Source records
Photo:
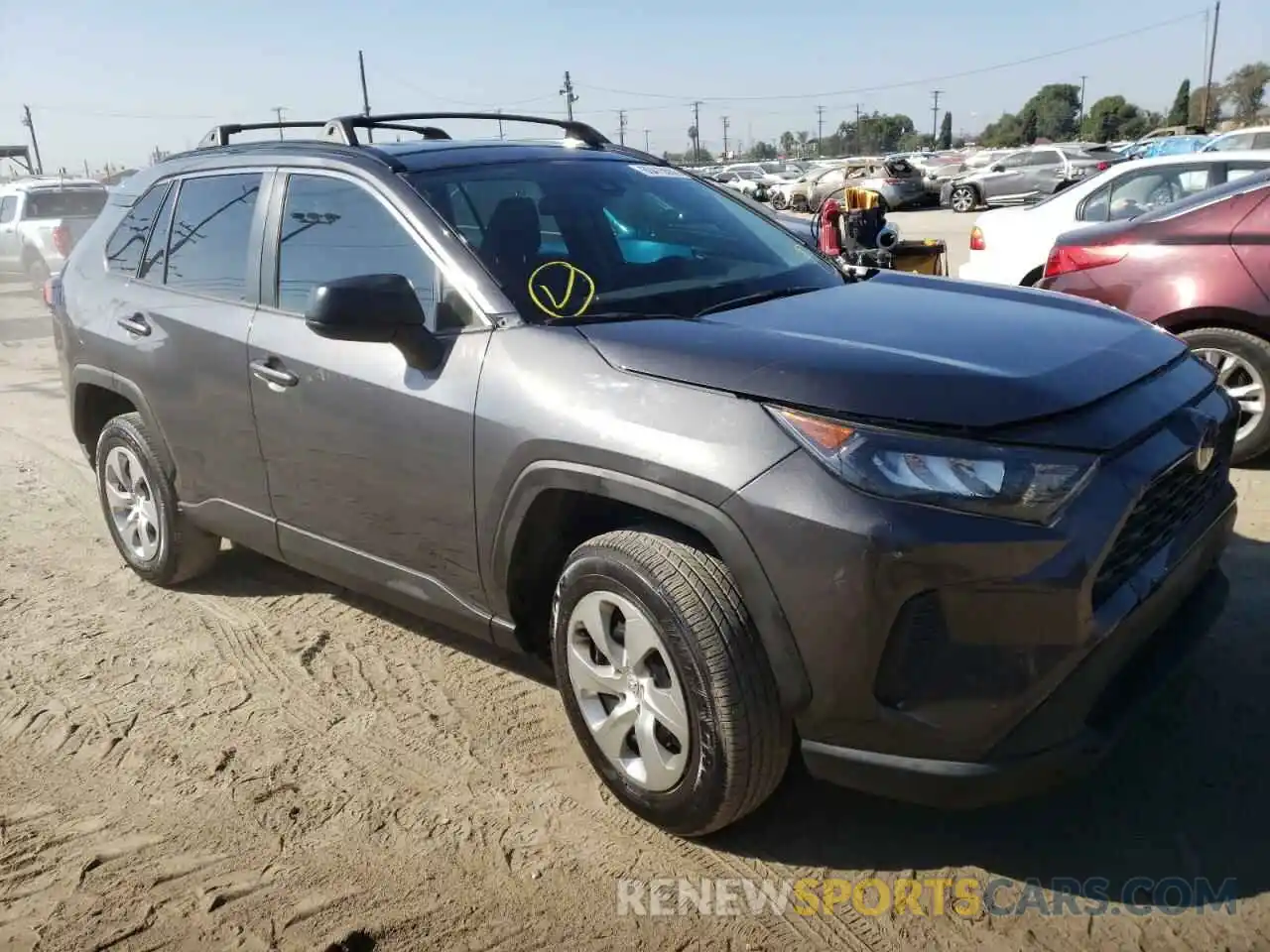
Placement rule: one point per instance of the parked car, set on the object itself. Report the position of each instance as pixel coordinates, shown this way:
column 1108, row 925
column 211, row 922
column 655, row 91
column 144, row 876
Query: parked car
column 1023, row 176
column 746, row 502
column 1238, row 140
column 41, row 218
column 1010, row 245
column 1199, row 268
column 897, row 181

* [Work to complete]: Reproduce every line of the records above word for word, leaving the pictures out.

* [Output of the task]:
Photo:
Placement rule: one point per instance of the parked car, set on the object itself. Report the position of each instance as pixel coordinates, shown this way:
column 1108, row 925
column 211, row 922
column 655, row 91
column 144, row 876
Query: parked car
column 1023, row 176
column 746, row 502
column 1238, row 140
column 41, row 218
column 1010, row 245
column 1199, row 268
column 897, row 181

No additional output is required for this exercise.